• [Exercise objective]
The records should be repeated word for word, pictures excluded.

[[ Provided material open ]]

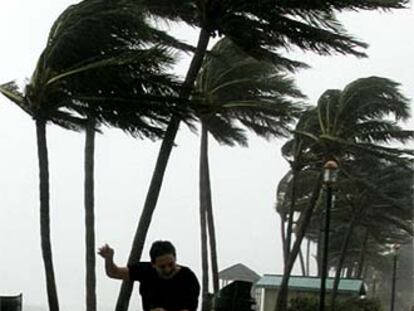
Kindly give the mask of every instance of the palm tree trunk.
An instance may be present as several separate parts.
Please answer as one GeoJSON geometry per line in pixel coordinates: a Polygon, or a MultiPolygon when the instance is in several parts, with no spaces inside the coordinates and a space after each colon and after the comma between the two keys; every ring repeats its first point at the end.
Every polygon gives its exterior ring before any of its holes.
{"type": "Polygon", "coordinates": [[[280,216],[280,235],[282,236],[283,264],[285,265],[287,262],[286,224],[282,215],[280,216]]]}
{"type": "Polygon", "coordinates": [[[311,247],[311,240],[308,239],[306,243],[306,275],[310,275],[310,247],[311,247]]]}
{"type": "MultiPolygon", "coordinates": [[[[202,125],[203,126],[203,125],[202,125]]],[[[216,239],[216,228],[214,224],[214,213],[213,213],[213,200],[211,195],[211,179],[210,179],[210,164],[208,160],[208,131],[204,128],[202,131],[205,131],[205,148],[201,147],[201,151],[205,152],[205,163],[203,165],[204,172],[201,172],[201,163],[200,163],[200,176],[204,175],[205,178],[205,204],[206,204],[206,214],[207,214],[207,228],[208,228],[208,240],[210,242],[210,262],[211,262],[211,272],[213,276],[213,292],[214,294],[219,291],[219,272],[218,272],[218,256],[217,256],[217,239],[216,239]]],[[[203,132],[202,134],[203,135],[203,132]]],[[[200,192],[202,189],[200,189],[200,192]]]]}
{"type": "Polygon", "coordinates": [[[204,124],[201,130],[201,144],[200,144],[200,181],[199,181],[199,195],[200,195],[200,233],[201,233],[201,267],[202,267],[202,302],[201,310],[207,311],[208,302],[208,245],[207,245],[207,205],[209,201],[208,191],[208,132],[204,124]]]}
{"type": "Polygon", "coordinates": [[[91,118],[85,138],[86,311],[96,311],[94,156],[95,120],[91,118]]]}
{"type": "Polygon", "coordinates": [[[218,269],[218,255],[217,255],[217,239],[216,228],[214,224],[213,209],[207,209],[207,225],[210,241],[210,257],[211,257],[211,272],[213,275],[213,291],[216,294],[220,289],[219,269],[218,269]]]}
{"type": "Polygon", "coordinates": [[[37,152],[39,160],[40,190],[40,237],[43,263],[46,274],[46,289],[50,311],[59,311],[59,300],[53,268],[50,240],[50,200],[49,200],[49,159],[46,139],[46,121],[36,120],[37,152]]]}
{"type": "MultiPolygon", "coordinates": [[[[287,232],[286,232],[286,258],[289,257],[290,247],[292,244],[292,235],[293,235],[293,221],[295,217],[295,203],[296,203],[296,182],[297,182],[297,174],[298,172],[296,169],[292,169],[292,191],[290,193],[290,208],[289,208],[289,217],[288,217],[288,225],[287,225],[287,232]]],[[[286,265],[286,262],[285,262],[286,265]]]]}
{"type": "MultiPolygon", "coordinates": [[[[197,78],[200,71],[204,55],[207,50],[207,45],[210,40],[210,34],[208,31],[202,29],[199,35],[196,52],[188,69],[187,76],[184,82],[183,91],[181,92],[181,98],[187,99],[191,94],[194,81],[197,78]]],[[[171,118],[168,125],[165,137],[162,141],[160,151],[158,153],[157,163],[155,165],[154,173],[152,175],[151,184],[147,193],[147,197],[142,209],[141,218],[138,223],[137,231],[135,232],[134,240],[132,243],[131,252],[129,254],[128,263],[139,261],[144,247],[145,239],[149,226],[151,224],[152,215],[155,210],[155,206],[160,194],[162,181],[164,178],[167,163],[170,158],[172,147],[174,146],[175,136],[180,125],[180,119],[176,116],[171,118]]],[[[127,311],[129,306],[129,300],[133,289],[133,283],[130,281],[123,281],[118,300],[116,304],[116,311],[127,311]]]]}
{"type": "Polygon", "coordinates": [[[364,241],[362,242],[361,253],[360,253],[359,261],[358,261],[358,271],[357,271],[357,275],[356,275],[356,277],[358,279],[360,279],[361,276],[362,276],[362,272],[363,272],[364,266],[365,266],[365,257],[366,257],[366,254],[367,254],[369,231],[368,231],[368,229],[365,229],[365,230],[366,231],[365,231],[364,241]]]}
{"type": "Polygon", "coordinates": [[[336,266],[335,278],[333,282],[332,294],[331,294],[331,311],[335,311],[336,297],[338,294],[339,281],[341,280],[341,271],[345,262],[346,252],[348,250],[349,242],[351,241],[352,233],[354,232],[355,224],[360,216],[360,213],[354,213],[351,223],[345,235],[345,239],[342,243],[341,254],[339,255],[338,265],[336,266]]]}
{"type": "Polygon", "coordinates": [[[309,205],[307,206],[306,210],[302,213],[301,219],[299,219],[299,222],[298,222],[299,229],[296,235],[295,243],[293,244],[292,250],[289,254],[287,264],[284,267],[282,282],[280,285],[279,293],[277,295],[275,311],[286,311],[290,273],[292,272],[297,255],[300,251],[302,240],[305,237],[306,229],[312,218],[313,211],[315,209],[316,203],[319,198],[319,194],[321,192],[321,187],[322,187],[322,173],[319,174],[319,177],[315,183],[315,188],[313,190],[312,197],[309,201],[309,205]]]}
{"type": "Polygon", "coordinates": [[[302,248],[299,250],[299,261],[300,261],[300,268],[302,269],[302,275],[306,275],[306,267],[305,267],[305,259],[303,258],[303,251],[302,248]]]}
{"type": "Polygon", "coordinates": [[[352,278],[352,272],[354,271],[354,267],[351,265],[348,267],[348,271],[346,272],[346,278],[350,279],[352,278]]]}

[[ Provided material closed ]]

• [Solved exercise]
Kindly give the mask of every instance of the palm tree trunk.
An instance may be present as several separate parts.
Please answer as one GeoJSON geometry per line in pixel coordinates: a Polygon, or a MultiPolygon when the instance is in several parts, with no spaces inside the coordinates and a space after each colon and after the comma between the two keys; every ring repeats its first point at the end.
Every polygon gives its exterior ring before any of its holes.
{"type": "Polygon", "coordinates": [[[280,216],[280,235],[282,236],[283,264],[285,265],[287,262],[286,224],[282,215],[280,216]]]}
{"type": "Polygon", "coordinates": [[[311,247],[311,240],[308,239],[306,243],[306,275],[310,275],[310,247],[311,247]]]}
{"type": "MultiPolygon", "coordinates": [[[[202,125],[203,126],[203,125],[202,125]]],[[[216,239],[216,228],[214,224],[214,213],[213,213],[213,200],[211,195],[211,179],[210,179],[210,164],[208,160],[208,131],[204,128],[202,131],[205,131],[205,148],[201,147],[201,151],[205,152],[205,163],[203,165],[204,172],[201,172],[201,163],[200,163],[200,176],[204,175],[205,178],[205,204],[206,204],[206,214],[207,214],[207,228],[208,228],[208,240],[210,242],[210,262],[211,262],[211,272],[213,276],[213,292],[214,294],[219,291],[219,272],[218,272],[218,256],[217,256],[217,239],[216,239]]],[[[203,132],[202,134],[203,135],[203,132]]],[[[200,192],[202,189],[200,189],[200,192]]]]}
{"type": "Polygon", "coordinates": [[[204,124],[201,130],[201,144],[200,144],[200,181],[199,181],[199,195],[200,195],[200,233],[201,233],[201,267],[202,267],[202,302],[201,310],[207,311],[208,302],[208,245],[207,245],[207,205],[209,201],[208,191],[208,132],[204,124]]]}
{"type": "Polygon", "coordinates": [[[91,118],[85,138],[86,311],[96,311],[94,156],[95,120],[91,118]]]}
{"type": "Polygon", "coordinates": [[[218,269],[218,255],[217,255],[217,239],[216,228],[214,224],[213,209],[207,209],[207,225],[210,241],[210,257],[211,257],[211,272],[213,275],[213,291],[216,294],[220,289],[219,269],[218,269]]]}
{"type": "Polygon", "coordinates": [[[37,152],[39,160],[40,190],[40,237],[43,263],[46,274],[46,289],[50,311],[59,311],[59,300],[53,268],[50,240],[50,200],[49,200],[49,159],[46,139],[46,121],[36,120],[37,152]]]}
{"type": "MultiPolygon", "coordinates": [[[[287,232],[286,232],[286,258],[289,257],[290,247],[292,244],[292,235],[293,235],[293,221],[295,217],[295,203],[296,203],[296,182],[297,182],[297,174],[298,172],[296,169],[292,169],[292,191],[290,193],[290,208],[289,208],[289,217],[288,217],[288,225],[287,225],[287,232]]],[[[286,265],[286,262],[285,262],[286,265]]]]}
{"type": "MultiPolygon", "coordinates": [[[[197,78],[200,71],[204,55],[207,50],[207,45],[210,40],[210,34],[208,31],[202,29],[199,35],[196,52],[188,69],[187,76],[184,82],[183,91],[181,92],[181,98],[187,99],[191,94],[194,81],[197,78]]],[[[171,118],[168,125],[165,137],[162,141],[160,151],[158,153],[157,163],[155,165],[154,173],[152,175],[151,184],[147,193],[147,197],[142,209],[141,218],[138,223],[137,231],[135,232],[134,240],[132,243],[131,252],[129,254],[128,263],[139,261],[144,247],[145,239],[149,226],[151,224],[152,215],[155,210],[155,206],[160,194],[162,181],[164,178],[167,163],[170,158],[172,147],[174,146],[175,136],[180,125],[180,119],[176,116],[171,118]]],[[[127,311],[129,306],[129,300],[133,289],[133,283],[130,281],[123,281],[118,300],[116,304],[116,311],[127,311]]]]}
{"type": "Polygon", "coordinates": [[[364,241],[362,242],[361,253],[360,253],[359,261],[358,261],[358,271],[357,271],[357,275],[356,275],[356,277],[358,279],[360,279],[361,276],[362,276],[362,272],[363,272],[364,266],[365,266],[365,257],[366,257],[366,254],[367,254],[369,231],[368,231],[368,229],[365,229],[365,230],[366,231],[365,231],[364,241]]]}
{"type": "Polygon", "coordinates": [[[336,266],[335,278],[333,282],[332,294],[331,294],[331,311],[335,311],[336,297],[338,294],[339,281],[341,280],[341,271],[345,262],[346,252],[348,250],[349,242],[351,241],[352,233],[354,232],[355,224],[360,216],[360,213],[354,213],[351,223],[345,235],[345,239],[342,243],[341,254],[339,255],[338,265],[336,266]]]}
{"type": "Polygon", "coordinates": [[[309,205],[307,206],[306,210],[302,213],[301,219],[299,219],[299,222],[298,222],[299,229],[296,235],[295,243],[293,244],[292,250],[289,254],[287,264],[284,267],[282,282],[280,285],[279,293],[277,295],[275,311],[286,311],[290,273],[292,272],[297,255],[300,251],[302,240],[305,237],[306,229],[312,218],[313,211],[315,209],[316,203],[319,198],[319,194],[321,192],[321,187],[322,187],[322,173],[319,174],[319,177],[315,183],[315,188],[313,190],[312,197],[309,201],[309,205]]]}
{"type": "Polygon", "coordinates": [[[302,248],[299,250],[299,261],[300,261],[300,268],[302,269],[302,275],[306,275],[306,267],[305,267],[305,259],[303,258],[303,251],[302,248]]]}
{"type": "Polygon", "coordinates": [[[352,278],[352,272],[354,271],[354,267],[351,265],[348,267],[348,271],[346,272],[346,278],[350,279],[352,278]]]}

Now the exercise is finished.